== Source data ==
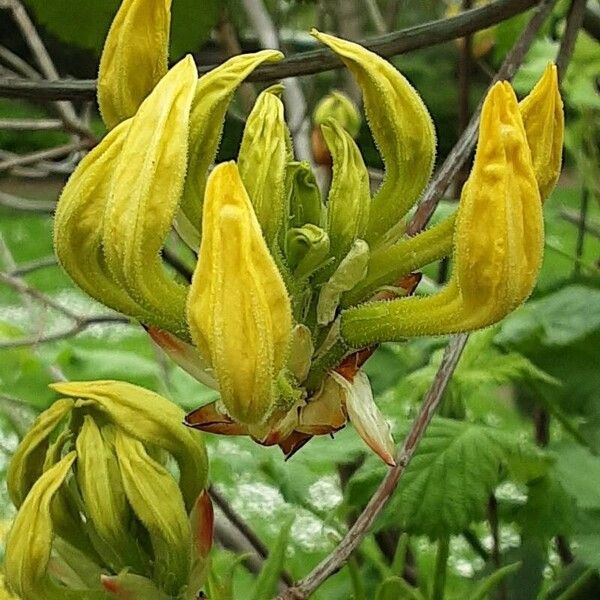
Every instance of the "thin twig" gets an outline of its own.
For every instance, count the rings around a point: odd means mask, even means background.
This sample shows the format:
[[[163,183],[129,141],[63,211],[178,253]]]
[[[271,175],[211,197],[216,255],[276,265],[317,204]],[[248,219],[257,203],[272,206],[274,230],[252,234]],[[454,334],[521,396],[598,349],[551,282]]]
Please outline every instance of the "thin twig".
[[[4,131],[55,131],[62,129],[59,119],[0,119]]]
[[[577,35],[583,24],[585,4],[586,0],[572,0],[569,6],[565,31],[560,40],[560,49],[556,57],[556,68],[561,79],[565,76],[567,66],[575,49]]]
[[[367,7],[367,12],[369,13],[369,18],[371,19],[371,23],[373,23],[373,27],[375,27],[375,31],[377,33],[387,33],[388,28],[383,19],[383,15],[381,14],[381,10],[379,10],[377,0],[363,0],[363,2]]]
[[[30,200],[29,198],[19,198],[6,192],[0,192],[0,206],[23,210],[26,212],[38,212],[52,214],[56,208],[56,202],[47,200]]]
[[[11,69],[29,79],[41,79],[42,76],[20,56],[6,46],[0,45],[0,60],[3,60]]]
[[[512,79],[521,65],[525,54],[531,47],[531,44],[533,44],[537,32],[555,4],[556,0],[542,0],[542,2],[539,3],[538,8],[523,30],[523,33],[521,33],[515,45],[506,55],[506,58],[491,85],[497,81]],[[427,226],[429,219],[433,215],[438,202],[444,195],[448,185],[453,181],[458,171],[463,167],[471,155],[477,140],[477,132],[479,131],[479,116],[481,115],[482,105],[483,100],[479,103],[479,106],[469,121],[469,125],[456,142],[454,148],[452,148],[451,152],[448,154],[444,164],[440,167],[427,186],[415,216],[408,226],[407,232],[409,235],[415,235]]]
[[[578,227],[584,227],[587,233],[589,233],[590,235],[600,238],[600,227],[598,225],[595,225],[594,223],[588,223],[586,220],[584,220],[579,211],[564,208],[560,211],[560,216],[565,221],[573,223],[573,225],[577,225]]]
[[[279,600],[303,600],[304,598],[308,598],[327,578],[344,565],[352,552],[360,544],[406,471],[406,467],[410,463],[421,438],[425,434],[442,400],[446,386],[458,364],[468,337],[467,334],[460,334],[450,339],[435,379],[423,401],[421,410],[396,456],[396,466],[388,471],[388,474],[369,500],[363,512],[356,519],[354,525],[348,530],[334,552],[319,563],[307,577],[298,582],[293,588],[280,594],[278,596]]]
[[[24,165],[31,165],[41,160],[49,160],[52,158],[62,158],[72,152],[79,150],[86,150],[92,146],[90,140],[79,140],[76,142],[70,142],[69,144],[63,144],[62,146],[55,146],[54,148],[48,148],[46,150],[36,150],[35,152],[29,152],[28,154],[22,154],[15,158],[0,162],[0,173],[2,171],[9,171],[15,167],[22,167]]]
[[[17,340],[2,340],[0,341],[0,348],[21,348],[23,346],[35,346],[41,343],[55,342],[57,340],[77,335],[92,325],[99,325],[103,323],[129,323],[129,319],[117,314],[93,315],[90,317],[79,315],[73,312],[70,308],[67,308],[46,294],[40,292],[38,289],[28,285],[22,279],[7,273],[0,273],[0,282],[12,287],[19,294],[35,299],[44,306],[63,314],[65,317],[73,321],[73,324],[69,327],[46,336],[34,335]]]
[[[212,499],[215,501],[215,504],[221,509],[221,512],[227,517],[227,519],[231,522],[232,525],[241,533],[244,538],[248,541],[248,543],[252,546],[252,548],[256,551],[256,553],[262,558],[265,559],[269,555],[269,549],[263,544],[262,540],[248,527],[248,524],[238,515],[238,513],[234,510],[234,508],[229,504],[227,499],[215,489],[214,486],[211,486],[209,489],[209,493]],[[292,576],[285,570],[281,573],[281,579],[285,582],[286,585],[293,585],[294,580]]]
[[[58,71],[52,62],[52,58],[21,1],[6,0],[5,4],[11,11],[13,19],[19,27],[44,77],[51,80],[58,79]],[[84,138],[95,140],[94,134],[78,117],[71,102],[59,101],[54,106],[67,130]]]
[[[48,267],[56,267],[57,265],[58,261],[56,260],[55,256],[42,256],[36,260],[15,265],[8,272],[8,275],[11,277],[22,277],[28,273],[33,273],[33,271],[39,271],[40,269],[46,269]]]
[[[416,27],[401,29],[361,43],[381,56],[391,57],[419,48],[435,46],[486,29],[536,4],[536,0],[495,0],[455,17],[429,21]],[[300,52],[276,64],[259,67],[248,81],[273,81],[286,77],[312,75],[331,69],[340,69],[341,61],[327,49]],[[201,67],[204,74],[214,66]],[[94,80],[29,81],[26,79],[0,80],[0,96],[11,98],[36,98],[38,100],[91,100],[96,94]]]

* * *

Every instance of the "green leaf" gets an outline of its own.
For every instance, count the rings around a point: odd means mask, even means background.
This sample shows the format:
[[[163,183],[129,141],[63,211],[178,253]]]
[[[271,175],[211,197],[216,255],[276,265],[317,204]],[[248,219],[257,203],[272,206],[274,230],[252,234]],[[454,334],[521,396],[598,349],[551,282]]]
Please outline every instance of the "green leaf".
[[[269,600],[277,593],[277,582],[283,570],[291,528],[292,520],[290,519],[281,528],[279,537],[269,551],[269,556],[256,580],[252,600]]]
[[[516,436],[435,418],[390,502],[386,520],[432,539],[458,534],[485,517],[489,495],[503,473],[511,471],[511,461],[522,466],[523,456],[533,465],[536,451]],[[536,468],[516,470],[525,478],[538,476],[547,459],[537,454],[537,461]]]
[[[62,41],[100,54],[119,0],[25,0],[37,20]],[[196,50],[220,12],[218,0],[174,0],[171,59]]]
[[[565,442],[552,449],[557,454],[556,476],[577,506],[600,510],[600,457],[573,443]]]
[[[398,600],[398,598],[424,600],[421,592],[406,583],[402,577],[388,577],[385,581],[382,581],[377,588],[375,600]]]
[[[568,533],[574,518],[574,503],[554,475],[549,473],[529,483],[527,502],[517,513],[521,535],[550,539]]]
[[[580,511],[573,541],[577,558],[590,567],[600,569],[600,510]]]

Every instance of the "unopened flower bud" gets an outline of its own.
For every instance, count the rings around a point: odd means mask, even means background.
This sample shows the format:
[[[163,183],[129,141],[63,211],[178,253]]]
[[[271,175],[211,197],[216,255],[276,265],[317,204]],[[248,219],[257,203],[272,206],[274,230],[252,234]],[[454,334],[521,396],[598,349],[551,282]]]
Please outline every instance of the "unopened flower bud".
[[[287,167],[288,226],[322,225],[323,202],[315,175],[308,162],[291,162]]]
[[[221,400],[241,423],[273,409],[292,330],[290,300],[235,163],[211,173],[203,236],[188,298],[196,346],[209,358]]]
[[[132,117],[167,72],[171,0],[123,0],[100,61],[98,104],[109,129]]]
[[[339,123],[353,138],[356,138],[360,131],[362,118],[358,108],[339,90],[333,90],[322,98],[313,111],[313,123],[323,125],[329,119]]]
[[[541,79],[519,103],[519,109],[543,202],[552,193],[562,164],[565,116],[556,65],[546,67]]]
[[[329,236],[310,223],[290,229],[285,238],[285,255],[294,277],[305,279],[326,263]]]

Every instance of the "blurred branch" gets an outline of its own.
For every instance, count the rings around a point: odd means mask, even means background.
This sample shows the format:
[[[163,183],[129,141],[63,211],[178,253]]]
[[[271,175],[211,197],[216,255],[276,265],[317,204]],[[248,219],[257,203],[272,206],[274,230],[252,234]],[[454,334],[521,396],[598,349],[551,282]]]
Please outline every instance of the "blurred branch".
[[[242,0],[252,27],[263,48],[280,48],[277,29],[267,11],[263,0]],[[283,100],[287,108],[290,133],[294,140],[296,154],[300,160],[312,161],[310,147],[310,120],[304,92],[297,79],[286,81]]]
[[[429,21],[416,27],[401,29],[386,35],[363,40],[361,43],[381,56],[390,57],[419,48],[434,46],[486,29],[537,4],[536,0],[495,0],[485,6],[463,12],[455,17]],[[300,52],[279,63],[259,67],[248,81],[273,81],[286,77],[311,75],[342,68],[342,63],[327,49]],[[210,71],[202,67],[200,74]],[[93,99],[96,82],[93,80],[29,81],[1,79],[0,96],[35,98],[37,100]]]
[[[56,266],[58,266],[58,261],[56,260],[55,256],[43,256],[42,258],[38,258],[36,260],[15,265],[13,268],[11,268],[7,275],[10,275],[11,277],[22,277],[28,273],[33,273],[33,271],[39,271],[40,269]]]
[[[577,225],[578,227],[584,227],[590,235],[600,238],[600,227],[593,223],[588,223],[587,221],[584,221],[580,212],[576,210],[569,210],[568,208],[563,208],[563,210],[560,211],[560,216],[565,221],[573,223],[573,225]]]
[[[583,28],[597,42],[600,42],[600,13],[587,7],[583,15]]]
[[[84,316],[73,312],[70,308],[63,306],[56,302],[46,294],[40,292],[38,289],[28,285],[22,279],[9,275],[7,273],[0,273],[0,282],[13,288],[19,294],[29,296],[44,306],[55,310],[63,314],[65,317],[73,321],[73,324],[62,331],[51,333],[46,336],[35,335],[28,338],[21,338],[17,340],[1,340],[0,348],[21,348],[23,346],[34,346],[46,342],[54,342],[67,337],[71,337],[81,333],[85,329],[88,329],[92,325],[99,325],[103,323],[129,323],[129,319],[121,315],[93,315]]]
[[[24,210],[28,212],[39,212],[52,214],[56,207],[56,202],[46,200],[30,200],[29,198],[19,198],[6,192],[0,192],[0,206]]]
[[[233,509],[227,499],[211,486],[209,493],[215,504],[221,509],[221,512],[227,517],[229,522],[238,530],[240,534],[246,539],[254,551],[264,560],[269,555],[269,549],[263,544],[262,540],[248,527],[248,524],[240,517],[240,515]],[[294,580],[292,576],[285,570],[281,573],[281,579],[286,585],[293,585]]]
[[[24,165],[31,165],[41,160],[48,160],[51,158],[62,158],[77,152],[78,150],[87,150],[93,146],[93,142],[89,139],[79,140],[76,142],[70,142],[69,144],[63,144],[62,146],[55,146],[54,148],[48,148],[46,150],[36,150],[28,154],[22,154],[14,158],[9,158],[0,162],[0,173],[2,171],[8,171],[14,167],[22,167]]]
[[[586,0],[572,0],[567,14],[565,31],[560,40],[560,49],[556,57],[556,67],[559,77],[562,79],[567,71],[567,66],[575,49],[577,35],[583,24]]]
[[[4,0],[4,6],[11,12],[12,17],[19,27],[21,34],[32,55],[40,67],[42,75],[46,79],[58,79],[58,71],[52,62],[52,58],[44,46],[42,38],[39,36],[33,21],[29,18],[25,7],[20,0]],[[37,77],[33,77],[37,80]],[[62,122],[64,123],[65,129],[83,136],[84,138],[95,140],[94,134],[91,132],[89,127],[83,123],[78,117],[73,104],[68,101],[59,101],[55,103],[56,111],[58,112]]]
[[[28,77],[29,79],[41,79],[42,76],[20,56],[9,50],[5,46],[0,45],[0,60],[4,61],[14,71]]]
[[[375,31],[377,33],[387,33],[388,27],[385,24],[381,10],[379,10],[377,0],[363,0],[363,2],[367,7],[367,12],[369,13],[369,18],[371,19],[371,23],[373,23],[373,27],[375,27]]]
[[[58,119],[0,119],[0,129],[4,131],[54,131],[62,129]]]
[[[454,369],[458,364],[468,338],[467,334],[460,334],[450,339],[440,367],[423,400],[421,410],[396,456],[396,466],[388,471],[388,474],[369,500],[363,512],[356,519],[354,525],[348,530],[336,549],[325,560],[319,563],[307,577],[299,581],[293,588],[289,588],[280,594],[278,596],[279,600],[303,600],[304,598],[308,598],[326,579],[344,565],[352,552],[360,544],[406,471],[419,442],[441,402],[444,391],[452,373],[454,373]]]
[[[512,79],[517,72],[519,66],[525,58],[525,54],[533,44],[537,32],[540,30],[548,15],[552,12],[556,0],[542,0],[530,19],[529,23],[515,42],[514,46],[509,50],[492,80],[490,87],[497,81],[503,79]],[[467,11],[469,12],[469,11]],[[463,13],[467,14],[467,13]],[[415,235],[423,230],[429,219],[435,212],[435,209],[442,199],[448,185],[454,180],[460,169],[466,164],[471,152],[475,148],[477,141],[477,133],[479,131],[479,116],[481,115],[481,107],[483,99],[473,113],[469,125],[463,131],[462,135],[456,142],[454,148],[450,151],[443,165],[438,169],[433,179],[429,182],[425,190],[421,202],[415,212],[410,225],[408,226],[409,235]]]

== What the task requires ==
Scan the material above for lines that contain the string "gets", and copy each such line.

== Solution to this exercise ==
Every instance of the "thin twig" gets an outline of its own.
Every instance of the "green leaf" gets an outline of its own.
Every instance of the "unopened flower bud" gets an outline of its own.
Every instance of the "blurred branch" gets an outline of its own.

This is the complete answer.